[Rows from a dataset]
————————
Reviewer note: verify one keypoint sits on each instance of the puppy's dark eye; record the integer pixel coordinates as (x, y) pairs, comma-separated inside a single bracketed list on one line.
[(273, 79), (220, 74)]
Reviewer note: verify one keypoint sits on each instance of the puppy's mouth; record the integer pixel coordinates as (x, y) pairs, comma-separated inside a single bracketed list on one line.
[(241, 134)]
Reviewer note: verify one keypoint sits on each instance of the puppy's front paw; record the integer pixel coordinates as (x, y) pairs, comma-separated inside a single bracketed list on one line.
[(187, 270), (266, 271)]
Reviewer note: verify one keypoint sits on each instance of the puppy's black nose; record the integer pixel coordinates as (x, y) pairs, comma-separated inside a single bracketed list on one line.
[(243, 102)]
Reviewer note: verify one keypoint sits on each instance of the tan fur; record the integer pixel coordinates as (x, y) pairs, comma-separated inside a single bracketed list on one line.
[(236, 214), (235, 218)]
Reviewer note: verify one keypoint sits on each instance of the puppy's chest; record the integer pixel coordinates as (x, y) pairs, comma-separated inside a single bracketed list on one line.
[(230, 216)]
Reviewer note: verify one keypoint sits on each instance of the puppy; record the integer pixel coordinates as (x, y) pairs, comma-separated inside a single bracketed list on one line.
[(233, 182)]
————————
• Task instructions: Edit the rows above so that every occurrence of "Reviewer note" becomes "Annotator note", leaving all other text unchanged.

• Response for this exercise:
Annotator note: verify one keypoint sits on each instance of the puppy's dark eye; record the integer pixel coordinates as (x, y) pairs, comma-separated inside a single bracketed list on one line.
[(273, 79), (220, 74)]
Annotator note: verify one keypoint sits on each instance of the puppy's mouth; record the integer pixel coordinates as (x, y) pairs, comma-separated inside a single bracketed list on one line.
[(241, 134)]
Annotator note: verify one keypoint sits on each instance of the puppy's front paw; record the integer pixel coordinates as (x, y) pairs, comma-separated inside a single bracketed list on one line.
[(187, 270), (266, 271)]
Annotator note: verify one keypoint sits on each instance of the puppy's black nose; record the integer pixel coordinates as (x, y) pairs, comma-separated inside a single bracketed list on one line.
[(243, 102)]
Annotator note: verify one keypoint sits on each instance of the tan fur; record the integer pixel coordinates as (x, y) pairs, comma-separated inside a single bracketed list on one line.
[(236, 214), (235, 218)]
Annotator note: verify one keypoint sits on each instance of the puppy's chest; record the integer pixel coordinates as (x, y) pairs, comma-separated inside a single bracketed list on one line.
[(230, 216)]
Annotator note: verify one keypoint sits on each instance of the puppy; record the integer pixel coordinates as (x, y) pairs, comma-separated inside a single bracketed list on one line.
[(233, 182)]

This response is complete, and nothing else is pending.